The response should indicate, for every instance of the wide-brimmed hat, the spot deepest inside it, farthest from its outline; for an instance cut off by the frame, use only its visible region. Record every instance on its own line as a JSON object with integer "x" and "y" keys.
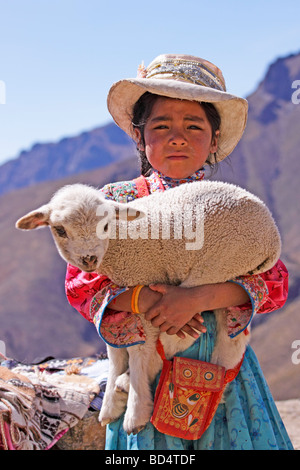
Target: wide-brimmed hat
{"x": 182, "y": 77}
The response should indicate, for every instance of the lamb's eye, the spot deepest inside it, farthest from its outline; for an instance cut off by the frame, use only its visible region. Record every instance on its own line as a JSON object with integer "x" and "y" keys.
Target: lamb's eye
{"x": 60, "y": 231}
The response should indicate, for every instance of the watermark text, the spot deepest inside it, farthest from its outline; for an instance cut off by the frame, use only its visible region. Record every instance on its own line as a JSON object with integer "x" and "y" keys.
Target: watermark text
{"x": 2, "y": 92}
{"x": 296, "y": 94}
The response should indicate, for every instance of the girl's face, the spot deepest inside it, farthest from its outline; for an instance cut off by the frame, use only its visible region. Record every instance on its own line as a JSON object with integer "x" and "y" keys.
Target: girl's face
{"x": 178, "y": 137}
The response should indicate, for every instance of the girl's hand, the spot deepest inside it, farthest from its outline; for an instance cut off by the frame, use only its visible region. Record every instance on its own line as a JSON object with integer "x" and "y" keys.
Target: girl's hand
{"x": 175, "y": 312}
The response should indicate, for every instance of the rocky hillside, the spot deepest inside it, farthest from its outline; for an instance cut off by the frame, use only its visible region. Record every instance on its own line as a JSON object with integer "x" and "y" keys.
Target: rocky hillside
{"x": 70, "y": 156}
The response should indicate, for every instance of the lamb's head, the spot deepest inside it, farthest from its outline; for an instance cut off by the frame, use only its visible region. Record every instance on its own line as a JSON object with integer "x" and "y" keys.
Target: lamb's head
{"x": 81, "y": 221}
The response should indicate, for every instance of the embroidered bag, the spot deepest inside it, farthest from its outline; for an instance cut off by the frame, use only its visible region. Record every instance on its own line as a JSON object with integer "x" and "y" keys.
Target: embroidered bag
{"x": 188, "y": 394}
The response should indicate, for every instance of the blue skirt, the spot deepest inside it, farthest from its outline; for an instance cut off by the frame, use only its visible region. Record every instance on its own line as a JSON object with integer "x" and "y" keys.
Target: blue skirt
{"x": 248, "y": 420}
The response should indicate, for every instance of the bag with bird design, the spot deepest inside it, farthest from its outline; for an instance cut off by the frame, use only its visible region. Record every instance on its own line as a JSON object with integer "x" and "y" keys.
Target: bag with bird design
{"x": 188, "y": 394}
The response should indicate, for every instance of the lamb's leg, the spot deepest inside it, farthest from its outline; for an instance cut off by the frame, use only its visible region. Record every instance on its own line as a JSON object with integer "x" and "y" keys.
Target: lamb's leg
{"x": 114, "y": 402}
{"x": 144, "y": 364}
{"x": 227, "y": 351}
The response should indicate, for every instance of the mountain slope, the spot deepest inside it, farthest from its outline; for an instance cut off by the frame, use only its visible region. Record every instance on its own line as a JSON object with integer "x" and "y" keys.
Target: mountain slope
{"x": 72, "y": 155}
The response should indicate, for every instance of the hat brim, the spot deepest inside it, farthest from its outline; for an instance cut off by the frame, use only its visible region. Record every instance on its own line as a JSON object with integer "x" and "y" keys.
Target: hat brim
{"x": 233, "y": 110}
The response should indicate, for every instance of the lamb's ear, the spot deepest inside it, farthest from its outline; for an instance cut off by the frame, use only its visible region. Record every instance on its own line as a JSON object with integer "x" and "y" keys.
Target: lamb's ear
{"x": 35, "y": 219}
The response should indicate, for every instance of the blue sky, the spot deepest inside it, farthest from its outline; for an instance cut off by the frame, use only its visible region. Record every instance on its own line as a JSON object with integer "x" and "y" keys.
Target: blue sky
{"x": 58, "y": 58}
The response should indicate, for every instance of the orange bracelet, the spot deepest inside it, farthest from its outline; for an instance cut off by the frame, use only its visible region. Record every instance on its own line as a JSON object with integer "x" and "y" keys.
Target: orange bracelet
{"x": 135, "y": 299}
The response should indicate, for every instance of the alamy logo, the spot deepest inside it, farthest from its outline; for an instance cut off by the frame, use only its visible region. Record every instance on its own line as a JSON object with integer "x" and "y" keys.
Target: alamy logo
{"x": 2, "y": 92}
{"x": 296, "y": 94}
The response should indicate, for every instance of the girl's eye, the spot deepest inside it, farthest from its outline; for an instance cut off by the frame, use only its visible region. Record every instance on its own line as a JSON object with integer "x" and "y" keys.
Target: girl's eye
{"x": 60, "y": 231}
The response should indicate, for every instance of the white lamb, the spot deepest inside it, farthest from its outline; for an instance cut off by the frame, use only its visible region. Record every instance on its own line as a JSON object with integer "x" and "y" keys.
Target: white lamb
{"x": 195, "y": 234}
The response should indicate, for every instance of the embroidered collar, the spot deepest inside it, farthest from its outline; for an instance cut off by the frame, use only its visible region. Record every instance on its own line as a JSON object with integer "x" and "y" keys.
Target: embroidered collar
{"x": 171, "y": 183}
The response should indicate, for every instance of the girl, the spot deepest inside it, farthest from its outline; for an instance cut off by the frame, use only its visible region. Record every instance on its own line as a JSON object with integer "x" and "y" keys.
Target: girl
{"x": 182, "y": 118}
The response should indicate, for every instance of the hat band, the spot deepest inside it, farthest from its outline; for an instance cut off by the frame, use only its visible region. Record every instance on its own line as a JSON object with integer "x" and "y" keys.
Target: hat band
{"x": 192, "y": 72}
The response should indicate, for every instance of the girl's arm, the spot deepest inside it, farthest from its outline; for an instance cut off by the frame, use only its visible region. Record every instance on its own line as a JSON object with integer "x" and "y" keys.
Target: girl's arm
{"x": 243, "y": 297}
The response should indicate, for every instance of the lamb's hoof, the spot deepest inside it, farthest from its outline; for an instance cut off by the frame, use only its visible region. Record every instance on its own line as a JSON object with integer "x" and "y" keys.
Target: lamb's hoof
{"x": 106, "y": 421}
{"x": 120, "y": 389}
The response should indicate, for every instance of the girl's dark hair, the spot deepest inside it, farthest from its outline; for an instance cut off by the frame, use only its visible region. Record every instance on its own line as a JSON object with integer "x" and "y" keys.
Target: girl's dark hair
{"x": 141, "y": 112}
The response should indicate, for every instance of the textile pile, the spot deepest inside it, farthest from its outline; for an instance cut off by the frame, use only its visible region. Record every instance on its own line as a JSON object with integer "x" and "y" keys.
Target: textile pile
{"x": 40, "y": 403}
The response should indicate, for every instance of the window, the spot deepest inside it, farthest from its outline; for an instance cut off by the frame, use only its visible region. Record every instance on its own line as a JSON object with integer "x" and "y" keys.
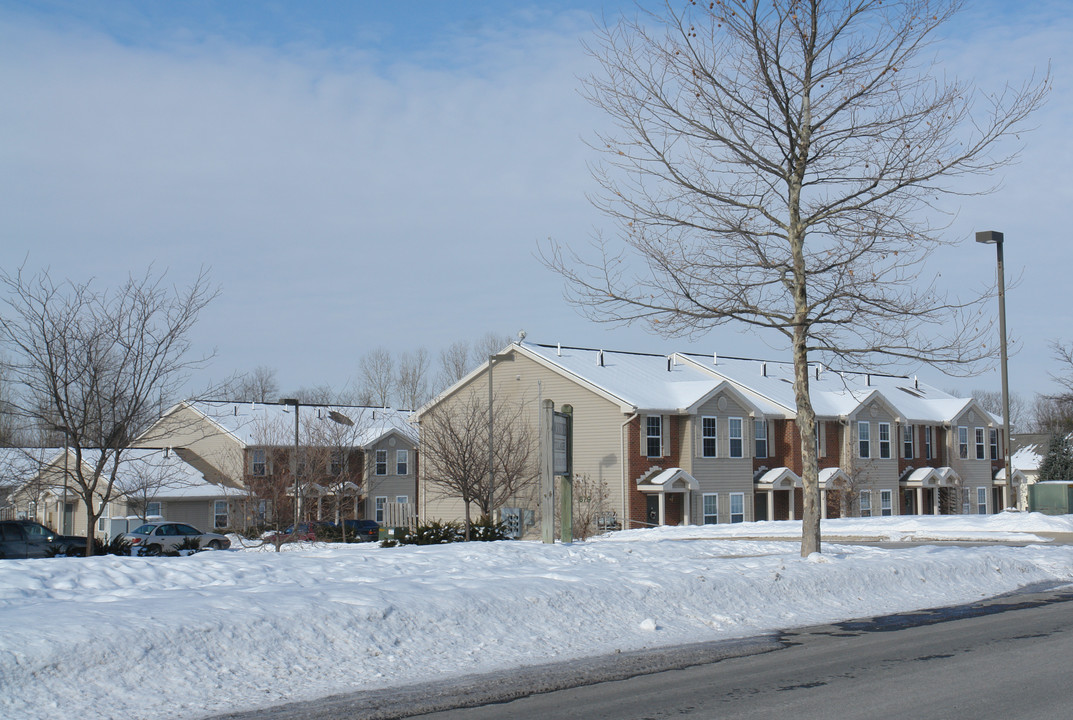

*REQUIRED ACTION*: All entries need repeating exactly, but without the pictures.

*REPLY*:
The response should indicate, for every instance of the wide-brimmed hat, the spot deepest inside it, farthest from its outline; for an instance cut off by the frame, use only its visible region. Record every instance on its own line as a JSON object with integer "x" and "y" keys.
Target: wide-brimmed hat
{"x": 182, "y": 77}
The response should indicate, for every instance of the lamb's eye, the spot deepest inside it, farthest from its outline; for an instance cut off by the frame, use only its visible region. Record every instance on its own line as a JSON object with integer "x" and "y" keys.
Target: lamb's eye
{"x": 60, "y": 231}
The response should indicate, for every instance of the watermark text, the spot deepest inside it, farthest from its outline; for an instance cut off by the frame, use only its visible region. Record every instance on its own line as a JSON object with integer "x" and "y" keys.
Target: watermark text
{"x": 2, "y": 92}
{"x": 296, "y": 94}
The response should indicate, for every instance of the girl's face, the spot deepest inside it, farthest from its outline; for an instance cut off by the frame, use only its visible region. Record every instance on its own line as a JSON object with integer "x" and "y" keys.
Target: girl's face
{"x": 178, "y": 137}
The response should indicate, for every instance of the girl's hand, the spot deepest inside it, farthest from its outline; for an instance cut off by the frame, use only its visible region. Record every instance on its own line as a JSON object with integer "x" and "y" keys.
Target: girl's hand
{"x": 175, "y": 312}
The response should indicate, for every instance of the rocky hillside, the spot deepest inside it, farthest from its outline; for an instance cut off by the frame, use only its visible region. Record every instance on its own line as a JSON object with integer "x" and "y" keys.
Target: rocky hillside
{"x": 70, "y": 156}
The response should indicate, for every instance of the lamb's head, the spot deepest inside it, farthest from its outline; for an instance cut off by the frame, use only its visible region. Record every instance on its own line as a JSON object with integer "x" and "y" keys.
Target: lamb's head
{"x": 81, "y": 221}
The response should indicate, for every instance of the embroidered bag, the spot deepest inside it, farthest from its outline; for an instance cut off by the frame, use only its visible region. Record every instance on its own line as a JSON object with integer "x" and "y" keys.
Target: embroidered bag
{"x": 188, "y": 394}
The response should indicate, for every instance of the blue skirt, the spot deepest inside it, farthest from its outline; for an instance cut off by the frame, use only its visible region. Record every instance on its own line as a JSON object with integer "x" and "y" keys.
Target: blue skirt
{"x": 248, "y": 420}
The response should indicate, for every instance of the bag with bird design, the spot deepest inside it, farthest from its outline; for an instance cut off by the frame, use only its visible region. Record every instance on its own line as a JSON object with integer "x" and "y" keys.
Target: bag with bird design
{"x": 188, "y": 394}
The response should indicate, for every instance of the lamb's leg, the spot deepest inside it, farthest from its outline; for an instance cut off by the frame, use only its visible region. Record every instance on its own line as a JSON object with integer "x" and "y" keys.
Target: lamb's leg
{"x": 114, "y": 402}
{"x": 144, "y": 364}
{"x": 227, "y": 351}
The response should indicate, for every instance of the mountain slope, the spot deepest inside it, farthest from its outline; for an instance cut off by the frame, use only its visible region. Record every instance on its own line as a JSON object with integer "x" and "y" keys.
Target: mountain slope
{"x": 72, "y": 155}
The response should indicate, for every instance of the hat brim, the spot deepest inside it, farthest from its outline; for an instance cut off by the frame, use only its visible region. Record every instance on its own line as a JSON object with integer "x" and "y" keys.
Target: hat brim
{"x": 233, "y": 110}
The response should indicate, for every instance of the lamb's ear, the spot deepest inside it, farthest from its outline; for an instance cut off by the frame, use only its visible region. Record every instance on its own line as a JSON object with integer "x" and "y" keys.
Target: lamb's ear
{"x": 35, "y": 219}
The response should indicate, for every instance of the blue sky, the spot deepest inside it, farthest from its outline; for an instance cut off by the frame, use only its visible region. Record every instance on its own line as a JSON object with integer "x" and "y" keys.
Target: blue sky
{"x": 58, "y": 58}
The response should indicate, for every instance of the orange bracelet, the spot deepest inside it, farthest from its outline; for an instance cut off by the frame, use only its visible region. Record every instance on its own line as a JSON object with integer "x" and "y" keys.
Target: orange bracelet
{"x": 135, "y": 299}
The response should indicate, for every instance of the alamy logo, the spot deepest inside it, farthest from its outline; for an instance cut off by the frame, use only its visible region. Record every instance on its own line as a JSON object with integer "x" and "y" keys.
Target: alamy logo
{"x": 2, "y": 92}
{"x": 296, "y": 94}
The response should indicate, for every instance of the girl's eye, the spot deepest inside it, farthest from its outline; for an instance cut off by the frame, use only its visible region. Record every instance on its own line as a JSON object with integer "x" and "y" keys.
Target: girl's eye
{"x": 60, "y": 231}
The response should indicate, for every instance of the white lamb, the spot deepest inside it, farthest from its outline; for an instance cut off by the frame, use only its visible region. Record every instance on its own line as a JSON object with integer "x" and "y" keys.
Target: white lamb
{"x": 195, "y": 234}
The response should indicate, for every instance of the embroidered collar, the spot deepest inside it, farthest from its outline; for an instance cut off by the frame, use only its visible region. Record every instance on its own line as a JSON object with integer "x" and "y" keys.
Target: embroidered collar
{"x": 171, "y": 183}
The response should indicate, for every instance of the girl, the spot deepest inside it, farthest from its outline; for an instance cut off by the frame, use only its visible region. Record every instance on its own line as a JSON object with integer "x" and "y" keys.
Target: girl
{"x": 182, "y": 118}
The response should indicate, for every instance of the hat band, the spot deepest inside it, farthest from its outline; for an instance cut off by the frame, use only its visible region. Record every instance on its own line as a JSON object with integer "x" and "y" keys.
Target: hat band
{"x": 192, "y": 72}
The response should indicate, for every instance of the girl's arm, the spot deepest inside it, farthest from its outline; for an instance cut off by the frame, use only its visible region. Record every instance on its own line as a JSON object with integer "x" and "y" keys.
Target: girl's arm
{"x": 243, "y": 297}
The response should indicate, for every instance of the lamb's hoof, the spot deepest inside it, farthest from its outline; for an instance cut off by the frame, use only its visible region. Record every instance on its own line as a JSON object with integer "x" and "y" keys.
Target: lamb's hoof
{"x": 106, "y": 421}
{"x": 120, "y": 389}
The response should indicate, for every instance of the girl's dark hair, the spot deepest inside it, farthest from its outline; for an instance cut off by the frame, use only its visible region. Record every instance on its own line as a JSON object with integer "x" and "y" keys.
Target: girl's dark hair
{"x": 141, "y": 112}
The response should indicate, for every instance of the textile pile, the spot deepest inside it, farthest from its outline; for an instance cut off by the frame, use only its visible region. Record every instance on its own line as a JSON object with integer "x" and "y" keys.
Target: textile pile
{"x": 40, "y": 403}
The response should indicate, for every instance of the window, the spot deepest inside it, farthest from its outline; for an instance cut off by the frame, use only its visible region. Record every instance on its own line as a JSON object with integer "x" and "y" keys.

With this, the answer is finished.